Texto extraído:
Pedro Rosinha chegou a emigrar para o Reino Unido, por falta de oportunidades em Portugal, mas regressou e, há seis anos, que é enfermeiro do Serviço de Urgência Médico-Cirúrgica no Hospital Padre Américo, em Penafiel, além de fazer parte da equipa da Viatura Médica de Emergência e Reanimação de Vale do Sousa.
A pandemia, reconhece, trouxe novos desafios, como o uso de equipamento de protecção individual. “A utilização de máscara é obrigatória sempre e, apesar do desenvolvimento tecnológico dos equipamentos no sentido de eficácia e conforto, é evidente que no final de um turno em que estamos horas contínuas a respirar através de uma máscara ou que passamos horas a envergar um fato integral impermeável, isso se reflecte em desgaste físico e maior cansaço”, diz o enfermeiro que reside em Valongo. “Não posso negar o facto de terminarmos um turno, em que prestamos cuidados a um diverso número de doentes com infecção por SARS-CoV-2, exaustos”, acrescenta.
Se antes associava a palavra pandemia “a algo que não esperava vivenciar”, agora associa a “resiliência” e a um dia-a-dia é marcado, a título pessoal e profissional pelo “espírito de coragem, luta e dedicação”.
“Ser enfermeiro, é cuidar. Parece um cliché, mas é uma palavra que sem dúvida define a nossa profissão”
Bombeiro voluntário desde jovem, Pedro Rosinha, de 32 anos, iniciou um contacto próximo com a área da saúde e da emergência pré-hospitalar, pelo que deixou de ter dúvidas de que o futuro passaria pela Enfermagem.
O natural da Maia licenciou-se na Cespu, em Gandra, Paredes, e especializou-se em Enfermagem médico-cirúrgica, fazendo uma pós-graduação em abordagem ao doente crítico.
“Tenho o privilégio de desempenhar funções na área de que gosto verdadeiramente, a emergência, sendo esse um factor de motivação no meu dia-a-dia profissional, que foi ao encontro daquelas que eram e são as minhas expectativas dentro da profissão. Ser enfermeiro, é cuidar. Parece um cliché, mas é uma palavra que sem dúvida define a nossa profissão. Estamos diariamente em contacto directo com o doente, atendemos as suas necessidades, acompanhamos, tratamos”, descreve Pedro Rosinha.

Itens de uma fonte de dados
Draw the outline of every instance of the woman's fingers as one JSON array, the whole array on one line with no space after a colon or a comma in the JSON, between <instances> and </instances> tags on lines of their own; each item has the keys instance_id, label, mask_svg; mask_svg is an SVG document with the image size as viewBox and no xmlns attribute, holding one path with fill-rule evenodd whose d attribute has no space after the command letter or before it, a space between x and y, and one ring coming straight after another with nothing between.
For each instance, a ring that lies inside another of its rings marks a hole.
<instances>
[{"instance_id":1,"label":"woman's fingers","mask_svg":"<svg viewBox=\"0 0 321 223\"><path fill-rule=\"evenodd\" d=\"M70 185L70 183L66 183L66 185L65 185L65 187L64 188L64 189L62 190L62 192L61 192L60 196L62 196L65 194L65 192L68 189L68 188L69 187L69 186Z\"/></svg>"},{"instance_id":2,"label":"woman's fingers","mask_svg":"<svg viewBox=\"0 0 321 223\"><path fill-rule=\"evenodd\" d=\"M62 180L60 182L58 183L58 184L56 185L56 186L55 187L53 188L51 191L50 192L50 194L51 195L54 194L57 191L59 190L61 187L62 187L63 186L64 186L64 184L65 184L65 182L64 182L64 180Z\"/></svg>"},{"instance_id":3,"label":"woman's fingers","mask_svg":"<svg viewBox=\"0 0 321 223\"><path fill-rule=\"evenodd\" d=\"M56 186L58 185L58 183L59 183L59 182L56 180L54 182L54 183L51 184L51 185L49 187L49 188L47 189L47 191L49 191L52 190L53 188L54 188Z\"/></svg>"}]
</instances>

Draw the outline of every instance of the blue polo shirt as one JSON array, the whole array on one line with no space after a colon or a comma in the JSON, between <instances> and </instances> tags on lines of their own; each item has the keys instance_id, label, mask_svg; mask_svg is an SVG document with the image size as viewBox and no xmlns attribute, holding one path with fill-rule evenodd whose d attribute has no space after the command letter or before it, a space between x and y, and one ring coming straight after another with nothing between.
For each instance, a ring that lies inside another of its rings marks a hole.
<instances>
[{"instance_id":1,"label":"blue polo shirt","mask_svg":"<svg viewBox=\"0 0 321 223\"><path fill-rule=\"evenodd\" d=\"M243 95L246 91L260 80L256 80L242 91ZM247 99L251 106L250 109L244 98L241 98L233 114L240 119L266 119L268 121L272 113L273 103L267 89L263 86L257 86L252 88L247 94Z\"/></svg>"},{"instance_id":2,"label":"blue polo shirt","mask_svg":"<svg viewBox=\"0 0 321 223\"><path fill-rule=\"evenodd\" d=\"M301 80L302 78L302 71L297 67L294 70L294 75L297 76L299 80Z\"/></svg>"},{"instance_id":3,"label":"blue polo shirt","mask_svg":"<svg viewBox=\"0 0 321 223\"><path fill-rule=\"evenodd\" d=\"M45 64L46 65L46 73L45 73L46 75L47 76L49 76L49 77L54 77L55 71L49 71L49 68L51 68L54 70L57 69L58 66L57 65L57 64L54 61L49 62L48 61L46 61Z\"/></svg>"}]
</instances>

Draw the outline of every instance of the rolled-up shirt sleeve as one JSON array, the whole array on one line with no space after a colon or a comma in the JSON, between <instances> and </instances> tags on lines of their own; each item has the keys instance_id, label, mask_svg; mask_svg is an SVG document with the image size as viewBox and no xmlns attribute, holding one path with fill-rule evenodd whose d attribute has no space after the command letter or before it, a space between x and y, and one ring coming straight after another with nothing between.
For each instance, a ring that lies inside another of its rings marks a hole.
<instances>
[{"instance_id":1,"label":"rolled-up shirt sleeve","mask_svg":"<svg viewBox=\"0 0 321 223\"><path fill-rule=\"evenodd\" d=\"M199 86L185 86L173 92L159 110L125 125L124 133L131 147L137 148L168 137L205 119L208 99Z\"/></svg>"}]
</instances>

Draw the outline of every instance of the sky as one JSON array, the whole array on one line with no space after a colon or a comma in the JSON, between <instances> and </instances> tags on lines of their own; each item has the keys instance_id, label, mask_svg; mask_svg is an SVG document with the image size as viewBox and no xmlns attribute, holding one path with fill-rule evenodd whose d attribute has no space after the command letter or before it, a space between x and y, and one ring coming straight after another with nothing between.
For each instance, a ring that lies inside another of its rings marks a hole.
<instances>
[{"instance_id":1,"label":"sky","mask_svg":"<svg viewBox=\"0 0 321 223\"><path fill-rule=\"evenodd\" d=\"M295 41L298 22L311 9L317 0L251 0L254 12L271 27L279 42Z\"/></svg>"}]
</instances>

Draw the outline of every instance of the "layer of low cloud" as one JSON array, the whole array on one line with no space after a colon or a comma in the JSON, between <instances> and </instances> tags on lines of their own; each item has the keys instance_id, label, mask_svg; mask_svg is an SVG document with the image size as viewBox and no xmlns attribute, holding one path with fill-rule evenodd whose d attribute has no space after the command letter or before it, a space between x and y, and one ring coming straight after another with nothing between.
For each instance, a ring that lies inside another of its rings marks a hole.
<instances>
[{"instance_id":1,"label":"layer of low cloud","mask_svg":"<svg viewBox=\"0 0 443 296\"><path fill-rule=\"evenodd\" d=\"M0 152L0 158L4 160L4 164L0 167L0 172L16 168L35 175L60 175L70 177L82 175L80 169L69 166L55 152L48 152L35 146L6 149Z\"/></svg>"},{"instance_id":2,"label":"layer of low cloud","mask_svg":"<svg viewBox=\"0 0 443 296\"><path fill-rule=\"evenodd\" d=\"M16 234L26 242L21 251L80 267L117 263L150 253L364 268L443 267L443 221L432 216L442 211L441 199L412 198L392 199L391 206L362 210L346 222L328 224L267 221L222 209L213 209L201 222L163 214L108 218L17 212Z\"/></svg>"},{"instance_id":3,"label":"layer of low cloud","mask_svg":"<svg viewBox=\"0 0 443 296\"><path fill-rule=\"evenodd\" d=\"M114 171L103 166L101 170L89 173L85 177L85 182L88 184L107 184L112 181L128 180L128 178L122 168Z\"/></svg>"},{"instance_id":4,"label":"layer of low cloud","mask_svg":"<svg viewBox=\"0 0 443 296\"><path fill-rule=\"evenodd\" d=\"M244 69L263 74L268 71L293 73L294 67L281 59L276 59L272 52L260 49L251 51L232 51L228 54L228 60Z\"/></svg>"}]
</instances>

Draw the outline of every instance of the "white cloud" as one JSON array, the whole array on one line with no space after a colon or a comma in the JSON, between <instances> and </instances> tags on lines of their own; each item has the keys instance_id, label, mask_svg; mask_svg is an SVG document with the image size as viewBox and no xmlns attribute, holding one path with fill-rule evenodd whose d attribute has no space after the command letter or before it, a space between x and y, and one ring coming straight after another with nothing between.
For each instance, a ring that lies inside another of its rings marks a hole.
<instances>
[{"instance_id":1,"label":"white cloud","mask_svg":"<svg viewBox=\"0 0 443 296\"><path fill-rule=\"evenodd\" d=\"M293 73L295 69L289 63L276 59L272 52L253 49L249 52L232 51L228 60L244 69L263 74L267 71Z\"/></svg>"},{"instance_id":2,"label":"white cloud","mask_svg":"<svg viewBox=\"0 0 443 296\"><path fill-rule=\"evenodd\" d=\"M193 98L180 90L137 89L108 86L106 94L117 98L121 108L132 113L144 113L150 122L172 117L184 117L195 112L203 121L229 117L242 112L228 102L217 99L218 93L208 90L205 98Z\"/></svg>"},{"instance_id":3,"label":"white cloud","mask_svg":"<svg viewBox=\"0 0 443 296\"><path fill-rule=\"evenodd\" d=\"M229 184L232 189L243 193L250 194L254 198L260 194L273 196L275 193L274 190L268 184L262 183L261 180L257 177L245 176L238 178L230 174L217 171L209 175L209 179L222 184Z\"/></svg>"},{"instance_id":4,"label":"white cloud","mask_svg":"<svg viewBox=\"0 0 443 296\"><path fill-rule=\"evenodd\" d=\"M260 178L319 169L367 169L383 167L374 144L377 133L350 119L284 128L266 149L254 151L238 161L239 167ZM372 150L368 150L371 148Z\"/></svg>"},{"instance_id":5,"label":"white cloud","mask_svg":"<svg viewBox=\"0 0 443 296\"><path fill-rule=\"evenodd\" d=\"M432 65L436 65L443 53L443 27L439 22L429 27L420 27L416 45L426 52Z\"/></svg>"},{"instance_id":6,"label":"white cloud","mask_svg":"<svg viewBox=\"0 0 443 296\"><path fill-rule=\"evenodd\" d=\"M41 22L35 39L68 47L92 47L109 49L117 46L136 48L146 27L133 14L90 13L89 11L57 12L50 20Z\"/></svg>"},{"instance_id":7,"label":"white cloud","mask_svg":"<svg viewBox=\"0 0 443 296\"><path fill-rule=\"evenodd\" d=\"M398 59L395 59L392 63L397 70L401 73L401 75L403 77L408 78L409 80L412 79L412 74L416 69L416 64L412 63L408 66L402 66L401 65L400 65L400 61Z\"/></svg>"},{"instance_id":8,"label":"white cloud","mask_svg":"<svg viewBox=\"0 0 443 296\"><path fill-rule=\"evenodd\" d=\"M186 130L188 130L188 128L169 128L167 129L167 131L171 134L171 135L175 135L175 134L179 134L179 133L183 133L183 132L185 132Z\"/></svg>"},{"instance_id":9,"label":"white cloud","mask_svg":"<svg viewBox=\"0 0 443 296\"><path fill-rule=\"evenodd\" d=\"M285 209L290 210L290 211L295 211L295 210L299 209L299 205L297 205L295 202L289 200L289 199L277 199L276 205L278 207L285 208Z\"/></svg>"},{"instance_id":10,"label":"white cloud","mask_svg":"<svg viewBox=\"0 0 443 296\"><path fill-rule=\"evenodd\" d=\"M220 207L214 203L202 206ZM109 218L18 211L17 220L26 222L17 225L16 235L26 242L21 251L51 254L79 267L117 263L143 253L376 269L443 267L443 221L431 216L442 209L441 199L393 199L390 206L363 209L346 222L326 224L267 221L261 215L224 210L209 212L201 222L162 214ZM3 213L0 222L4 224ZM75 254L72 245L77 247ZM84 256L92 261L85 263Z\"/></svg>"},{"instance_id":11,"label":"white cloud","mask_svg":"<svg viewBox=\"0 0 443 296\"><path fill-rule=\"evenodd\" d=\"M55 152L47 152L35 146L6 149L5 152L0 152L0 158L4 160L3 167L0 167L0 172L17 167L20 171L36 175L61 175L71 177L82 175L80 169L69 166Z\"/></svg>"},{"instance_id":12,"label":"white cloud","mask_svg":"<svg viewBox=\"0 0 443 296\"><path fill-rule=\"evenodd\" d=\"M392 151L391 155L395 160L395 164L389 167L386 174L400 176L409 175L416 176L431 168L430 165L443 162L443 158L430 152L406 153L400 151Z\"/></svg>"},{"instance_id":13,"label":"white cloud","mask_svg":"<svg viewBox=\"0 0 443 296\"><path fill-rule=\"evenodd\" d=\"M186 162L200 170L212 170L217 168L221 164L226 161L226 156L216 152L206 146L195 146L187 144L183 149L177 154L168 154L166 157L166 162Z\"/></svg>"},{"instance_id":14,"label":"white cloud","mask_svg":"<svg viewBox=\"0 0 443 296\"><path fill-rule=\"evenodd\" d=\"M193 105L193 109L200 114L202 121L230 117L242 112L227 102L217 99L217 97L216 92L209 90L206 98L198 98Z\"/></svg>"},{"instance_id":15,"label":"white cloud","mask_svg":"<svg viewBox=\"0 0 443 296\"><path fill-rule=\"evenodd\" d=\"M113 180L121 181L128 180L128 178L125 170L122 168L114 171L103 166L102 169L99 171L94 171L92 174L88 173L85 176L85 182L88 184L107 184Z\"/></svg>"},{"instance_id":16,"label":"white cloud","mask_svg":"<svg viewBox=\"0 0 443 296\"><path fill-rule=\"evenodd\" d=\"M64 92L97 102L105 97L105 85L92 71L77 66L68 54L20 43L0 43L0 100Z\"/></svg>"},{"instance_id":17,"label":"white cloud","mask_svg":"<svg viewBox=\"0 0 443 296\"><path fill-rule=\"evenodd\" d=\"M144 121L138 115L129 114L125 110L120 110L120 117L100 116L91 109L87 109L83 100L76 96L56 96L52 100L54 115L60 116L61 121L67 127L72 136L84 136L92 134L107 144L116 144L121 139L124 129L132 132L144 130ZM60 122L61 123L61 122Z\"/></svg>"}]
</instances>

Ação pedida 1:
Repete, sem alterações, o trecho do texto sobre o enfermeiro Pedro Rosinha que começa em "Se antes associava" e vai até "ao doente crítico.".
Ação pedida 2:
Segundo o texto sobre o enfermeiro Pedro Rosinha, onde se licenciou ele?
Ação pedida 3:
Explica, com base no texto sobre o enfermeiro Pedro Rosinha, porque deixou ele de ter dúvidas de que o seu futuro passaria pela Enfermagem.
Os itens não têm qualquer papel neste trabalho.

Resposta escrita 1:
Se antes associava a palavra pandemia “a algo que não esperava vivenciar”, agora associa a “resiliência” e a um dia-a-dia é marcado, a título pessoal e profissional pelo “espírito de coragem, luta e dedicação”.
“Ser enfermeiro, é cuidar. Parece um cliché, mas é uma palavra que sem dúvida define a nossa profissão”
Bombeiro voluntário desde jovem, Pedro Rosinha, de 32 anos, iniciou um contacto próximo com a área da saúde e da emergência pré-hospitalar, pelo que deixou de ter dúvidas de que o futuro passaria pela Enfermagem.
O natural da Maia licenciou-se na Cespu, em Gandra, Paredes, e especializou-se em Enfermagem médico-cirúrgica, fazendo uma pós-graduação em abordagem ao doente crítico.

Resposta escrita 2:
Na Cespu, em Gandra, Paredes.

Resposta escrita 3:
Como bombeiro voluntário desde jovem, Pedro Rosinha iniciou um contacto próximo com a área da saúde e da emergência pré-hospitalar. Por isso deixou de ter dúvidas de que o futuro passaria pela Enfermagem.